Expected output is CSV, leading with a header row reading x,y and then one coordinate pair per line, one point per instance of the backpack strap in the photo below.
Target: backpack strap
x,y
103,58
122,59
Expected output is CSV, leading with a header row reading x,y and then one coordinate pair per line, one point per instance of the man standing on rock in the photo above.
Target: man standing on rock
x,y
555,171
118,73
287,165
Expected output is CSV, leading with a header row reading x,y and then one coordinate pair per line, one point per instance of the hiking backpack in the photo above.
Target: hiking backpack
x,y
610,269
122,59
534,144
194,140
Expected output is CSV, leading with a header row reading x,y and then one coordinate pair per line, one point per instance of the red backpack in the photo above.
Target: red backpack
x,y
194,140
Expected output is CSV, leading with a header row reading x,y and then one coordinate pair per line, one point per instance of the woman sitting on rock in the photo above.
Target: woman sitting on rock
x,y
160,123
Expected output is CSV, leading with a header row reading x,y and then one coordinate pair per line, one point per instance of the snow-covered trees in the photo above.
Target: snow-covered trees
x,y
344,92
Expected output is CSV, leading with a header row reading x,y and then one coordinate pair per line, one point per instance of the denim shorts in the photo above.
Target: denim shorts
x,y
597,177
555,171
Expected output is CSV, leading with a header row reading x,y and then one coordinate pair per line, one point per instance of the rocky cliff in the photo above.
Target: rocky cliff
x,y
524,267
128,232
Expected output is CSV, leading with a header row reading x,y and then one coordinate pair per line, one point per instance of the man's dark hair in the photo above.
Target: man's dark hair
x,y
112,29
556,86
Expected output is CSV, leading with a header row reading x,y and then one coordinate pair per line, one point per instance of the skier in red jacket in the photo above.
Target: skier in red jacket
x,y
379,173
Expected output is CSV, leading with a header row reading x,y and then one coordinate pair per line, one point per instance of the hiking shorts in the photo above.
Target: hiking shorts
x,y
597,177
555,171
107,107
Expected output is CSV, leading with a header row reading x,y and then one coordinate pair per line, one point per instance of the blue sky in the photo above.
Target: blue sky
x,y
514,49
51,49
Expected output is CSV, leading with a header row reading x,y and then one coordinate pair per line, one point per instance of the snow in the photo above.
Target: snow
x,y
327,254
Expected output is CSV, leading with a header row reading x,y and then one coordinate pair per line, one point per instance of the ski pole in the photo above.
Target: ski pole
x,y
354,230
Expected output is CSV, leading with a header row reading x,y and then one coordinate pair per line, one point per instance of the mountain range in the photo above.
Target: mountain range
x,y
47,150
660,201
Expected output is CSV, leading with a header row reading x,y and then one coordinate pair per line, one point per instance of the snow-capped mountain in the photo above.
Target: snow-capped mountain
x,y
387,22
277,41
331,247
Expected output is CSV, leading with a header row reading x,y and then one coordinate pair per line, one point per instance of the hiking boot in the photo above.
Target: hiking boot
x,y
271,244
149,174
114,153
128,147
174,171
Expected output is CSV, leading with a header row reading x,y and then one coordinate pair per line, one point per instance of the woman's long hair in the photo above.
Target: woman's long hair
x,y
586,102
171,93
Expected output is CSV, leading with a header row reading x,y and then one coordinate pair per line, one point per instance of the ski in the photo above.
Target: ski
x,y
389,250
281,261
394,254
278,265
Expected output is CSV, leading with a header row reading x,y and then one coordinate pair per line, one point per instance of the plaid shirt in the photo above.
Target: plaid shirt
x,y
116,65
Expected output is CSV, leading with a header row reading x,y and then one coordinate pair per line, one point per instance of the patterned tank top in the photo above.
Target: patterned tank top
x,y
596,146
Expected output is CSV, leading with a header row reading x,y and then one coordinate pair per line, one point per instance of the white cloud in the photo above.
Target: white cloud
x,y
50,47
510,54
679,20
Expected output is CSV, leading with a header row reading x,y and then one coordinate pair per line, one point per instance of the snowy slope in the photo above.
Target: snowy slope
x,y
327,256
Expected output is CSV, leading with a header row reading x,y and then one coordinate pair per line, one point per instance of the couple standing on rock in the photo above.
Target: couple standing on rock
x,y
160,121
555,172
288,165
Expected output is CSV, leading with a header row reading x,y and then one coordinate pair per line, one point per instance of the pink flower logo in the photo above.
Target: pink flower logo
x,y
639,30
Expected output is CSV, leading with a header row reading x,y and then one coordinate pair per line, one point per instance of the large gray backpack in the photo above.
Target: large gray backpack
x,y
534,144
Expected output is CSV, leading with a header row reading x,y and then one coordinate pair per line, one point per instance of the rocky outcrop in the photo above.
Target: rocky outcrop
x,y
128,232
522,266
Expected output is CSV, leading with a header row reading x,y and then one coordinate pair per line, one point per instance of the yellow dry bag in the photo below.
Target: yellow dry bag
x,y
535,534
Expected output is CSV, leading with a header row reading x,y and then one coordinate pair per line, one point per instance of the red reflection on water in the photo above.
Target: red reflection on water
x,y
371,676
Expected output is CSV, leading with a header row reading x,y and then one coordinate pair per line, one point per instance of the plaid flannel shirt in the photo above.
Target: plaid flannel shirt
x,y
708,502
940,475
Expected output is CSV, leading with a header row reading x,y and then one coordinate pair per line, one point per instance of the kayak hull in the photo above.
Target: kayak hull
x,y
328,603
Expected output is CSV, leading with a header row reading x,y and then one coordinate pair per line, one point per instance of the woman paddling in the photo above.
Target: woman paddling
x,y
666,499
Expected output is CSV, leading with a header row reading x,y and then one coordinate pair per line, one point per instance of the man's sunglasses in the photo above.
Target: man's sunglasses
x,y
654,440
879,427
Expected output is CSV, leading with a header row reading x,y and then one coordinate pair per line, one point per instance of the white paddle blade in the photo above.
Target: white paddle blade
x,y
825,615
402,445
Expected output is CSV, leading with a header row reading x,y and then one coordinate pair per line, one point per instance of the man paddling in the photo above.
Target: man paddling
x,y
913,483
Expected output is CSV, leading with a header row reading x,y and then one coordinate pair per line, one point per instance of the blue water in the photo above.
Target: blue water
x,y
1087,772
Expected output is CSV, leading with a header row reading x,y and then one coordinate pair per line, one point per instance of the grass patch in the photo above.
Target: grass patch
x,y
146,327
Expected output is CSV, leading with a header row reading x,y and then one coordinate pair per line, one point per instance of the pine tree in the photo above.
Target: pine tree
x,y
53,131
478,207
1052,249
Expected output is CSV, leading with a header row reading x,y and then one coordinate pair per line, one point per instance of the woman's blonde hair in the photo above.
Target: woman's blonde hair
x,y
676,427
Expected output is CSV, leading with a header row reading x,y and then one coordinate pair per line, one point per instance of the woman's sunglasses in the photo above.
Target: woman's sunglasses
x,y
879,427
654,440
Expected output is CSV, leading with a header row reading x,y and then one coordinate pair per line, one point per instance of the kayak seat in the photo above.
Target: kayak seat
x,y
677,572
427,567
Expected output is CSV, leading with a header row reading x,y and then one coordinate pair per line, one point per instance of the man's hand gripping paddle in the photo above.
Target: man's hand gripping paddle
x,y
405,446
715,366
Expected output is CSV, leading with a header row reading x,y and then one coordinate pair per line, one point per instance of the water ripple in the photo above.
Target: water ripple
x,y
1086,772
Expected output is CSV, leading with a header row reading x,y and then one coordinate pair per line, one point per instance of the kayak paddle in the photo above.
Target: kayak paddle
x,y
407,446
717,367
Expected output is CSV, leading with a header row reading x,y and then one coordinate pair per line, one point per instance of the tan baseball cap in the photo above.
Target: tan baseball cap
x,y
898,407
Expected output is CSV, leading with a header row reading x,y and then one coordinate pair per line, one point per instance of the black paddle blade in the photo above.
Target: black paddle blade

### Request
Rename every "Target" in the material above to "Label" and leave everything else unchanged.

### Response
Expected output is CSV, leading with a header row reading x,y and then one coordinate pair per line, one point per instance of the backpack strap in the photo below.
Label: backpack strap
x,y
103,58
122,59
Expected output is CSV, leading with a header row reading x,y and then one coordinate pair per line, one point per instance of the man standing on rock in the photo above.
Label: man standing on rock
x,y
555,171
118,73
287,165
Expected output is CSV, leading with a header row reading x,y and then one coordinate pair per line, one point per instance of the hiking backpack in the photo above.
Label: hiking backpack
x,y
610,269
122,59
534,144
194,140
Expected output is CSV, leading with a header row reading x,y and then one coordinate pair per line, one point per instance of the red backpack in the photo above.
Label: red backpack
x,y
194,140
Expected output is CSV, leading with a header row reading x,y and then one coordinate pair per line, one point per instance of the woman sitting on rock in the photo above.
Label: woman sitting on rock
x,y
160,123
Expected output is CSV, leading with a header row reading x,y and then one coordinate pair per line, one point per instance of the snow-covered trees in the photo above.
Label: snow-covered trees
x,y
344,92
Expected output is CSV, leading with a header row reading x,y and then one coordinate pair per line, one point per instance of the denim shorts in the photo above.
Label: denim shorts
x,y
597,177
555,171
Expected output is CSV, leading with a header row reading x,y and then one coordinate pair per line, one point per instance of the rocky cliff in the photo above.
Label: rocky cliff
x,y
524,267
128,232
Expected output is CSV, leading with a header row reading x,y and then one coordinate pair per line, one point per instance of the man's dark hair in the photo above.
Label: man's dark hair
x,y
112,29
556,86
Expected output is CSV, leading with a header row reading x,y and then one coordinate pair per line, one point per instance of the skier in red jacket in the photo above.
Label: skier in red jacket
x,y
379,173
Expected output is CSV, leading with a header row reading x,y and then one coordinate pair per line, one point per instance of the hiking shorts in the photo above.
Label: hiking shorts
x,y
597,177
555,171
107,107
Expected output is CSV, leading with a header row reading x,y and then one coordinate pair per line, one point per instance of the blue sky in the photo above.
Label: blue sky
x,y
514,49
51,49
Expected output is CSV, leading with a header row reading x,y and then one coordinate pair per line, one point per instance of the snow in the photo above.
Label: snow
x,y
327,254
Expected output is CSV, leading with a header row reading x,y and then one coordinate pair per line, one point per instance of the ski pole in the photo above.
Label: ski pole
x,y
354,230
Expected output is CSV, leading with a header row reading x,y and then one coordinate pair per line, one point per instance of the mountain range in the photo above.
Label: mountain range
x,y
47,150
660,201
Expected output is CSV, leading with a header row reading x,y and then one coordinate pair per line, one point per instance of the snow-capped mountain in the photo above.
Label: snow-capped mountain
x,y
387,22
277,41
331,247
Expected output is CSV, leading with a header row reading x,y and then one coordinate pair per line, one point per instance of the hiking boot in the photo above.
Label: hiking boot
x,y
271,244
149,174
114,153
128,147
174,171
Expected output is CSV, leading with a header row reading x,y and then one coordinate pair per line, one point per instance of the woman's long hair in the photo above.
Label: woman's long hair
x,y
586,102
171,93
Expected output is CSV, leading with a header row reading x,y and then one coordinate pair per line, one point per instance of the ski in the photo above.
Label: ski
x,y
389,250
281,261
394,254
278,265
Expected output is CSV, leading with a header row reading x,y and then one coordinate pair per line, one point per instance of the plaid shirt in the photo above.
Label: plaid shirt
x,y
116,65
Expected output is CSV, leading with a header row reading x,y and then one coordinate pair per line, one point per instance of the patterned tank top in the photo above.
Label: patterned tank top
x,y
596,146
Expected output is CSV, leading with a header row reading x,y and then one coordinate pair per line, one point per instance of the white cloud in the photo above.
Label: white cloud
x,y
50,47
510,54
679,20
Expected output is CSV, leading with a header row reading x,y and then one coordinate pair per line, one point per instance of the snowy slope in the photo above.
Label: snowy slope
x,y
327,256
Expected output is CSV, leading with a header row reading x,y and then one coordinate pair per line, one point per instance of the couple standing on rock in the photo above.
Label: couple standing on rock
x,y
160,121
555,172
288,165
Expected output is CSV, leading with a header row reading x,y and then one coordinate pair per line, one point per instance of the pink flower logo in the photo above.
Label: pink flower logo
x,y
639,30
Expected output is CSV, leading with a header row reading x,y and then one coordinate pair per line, one point per instance of the large gray backpack in the photo above.
Label: large gray backpack
x,y
534,144
Expected output is CSV, leading with a header row reading x,y and then one coordinate pair per line, one point per instance of the rocky outcrop in the photo above.
Label: rocky outcrop
x,y
128,232
522,266
Expected output is CSV, leading with a header row reading x,y and then one coordinate pair per line, one point per instance of the yellow dry bag in the photo below.
Label: yellow dry bag
x,y
535,534
Expected output is CSV, leading with a header row reading x,y and then one coordinate pair per line, one point per instance of the red reflection on water in the photo above.
Label: red reflection on water
x,y
371,676
Expected output is CSV, leading with a header row reading x,y and then one coordinate pair per line, one point per instance of the plaid flannel shirt in the photo above.
Label: plaid flannel shirt
x,y
708,502
940,475
Expected output is CSV, leading with a header row reading x,y and then one coordinate pair per line, one point per instance of the kayak hull in the photo above.
Label: kayak hull
x,y
328,603
Expected output is CSV, leading with a header row reading x,y and then one coordinate pair per line, one point per instance of the woman paddling in the photo above.
Label: woman paddling
x,y
666,499
Expected output is CSV, leading with a header row reading x,y and then one coordinate pair per line, one point per instance of the man's sunglasses in the photo above.
Label: man's sunglasses
x,y
654,440
879,427
Expected output is CSV, leading with a header row reading x,y and then one coordinate pair per line, one point per instance of the white paddle blade in the photo above.
Label: white paddle blade
x,y
825,615
402,445
Expected output is CSV, leading with a header row reading x,y and then one coordinate pair per line, one point per instance of the man paddling in the photo above.
Label: man paddling
x,y
913,483
Expected output is CSV, leading with a header row reading x,y and then one coordinate pair per line, one point per instance of the blue water in the photo above.
Label: blue water
x,y
1087,772
Expected output is CSV, leading with a header row reading x,y and then one coordinate pair per line, one point per instance of the grass patch in the photo above.
Label: grass patch
x,y
146,327
Expected output is CSV, leading with a header row reading x,y and then one coordinate pair per line, one point per instance of the pine tree in the photo above.
Label: pine tree
x,y
53,131
478,207
1052,249
Expected output is CSV, leading with a header row reading x,y and then one coordinate pair per line, one point per instance of the woman's blonde hair in the photo above.
Label: woman's blonde hair
x,y
676,427
Expected output is CSV, leading with a header row reading x,y and then one coordinate pair per line, one point per instance of the woman's sunglasses in the photo above.
Label: woman's sunglasses
x,y
879,427
654,440
Expected output is CSV, leading with a header row reading x,y and then one coordinate pair per line, one point per instance of the kayak seat in the photo above.
Label: kayak seat
x,y
677,572
427,567
Expected output is CSV, leading with a header row reading x,y and then one coordinate pair per line, one point per instance of the man's hand gripping paddle in the photo above.
Label: man's hand gripping paddle
x,y
405,446
715,366
Expected output is CSV, leading with a header row reading x,y and then one coordinate pair per line, one point per instance of the water ripple in the photo above.
Label: water ripple
x,y
1086,772
Expected output is CSV, leading with a header row reading x,y and then one coordinate pair per line, one point per instance of the kayak paddle in the photo above.
Label: kayak paddle
x,y
407,446
717,367
Expected output is CSV, leading with a header row reading x,y and then one coordinate pair per line, one point per instance of the tan baseball cap in the photo above.
Label: tan baseball cap
x,y
898,407
Expected output is CSV, leading with a header row reading x,y and then one coordinate pair per line, one point per instance of the black paddle blade in the photo above.
Label: black paddle blade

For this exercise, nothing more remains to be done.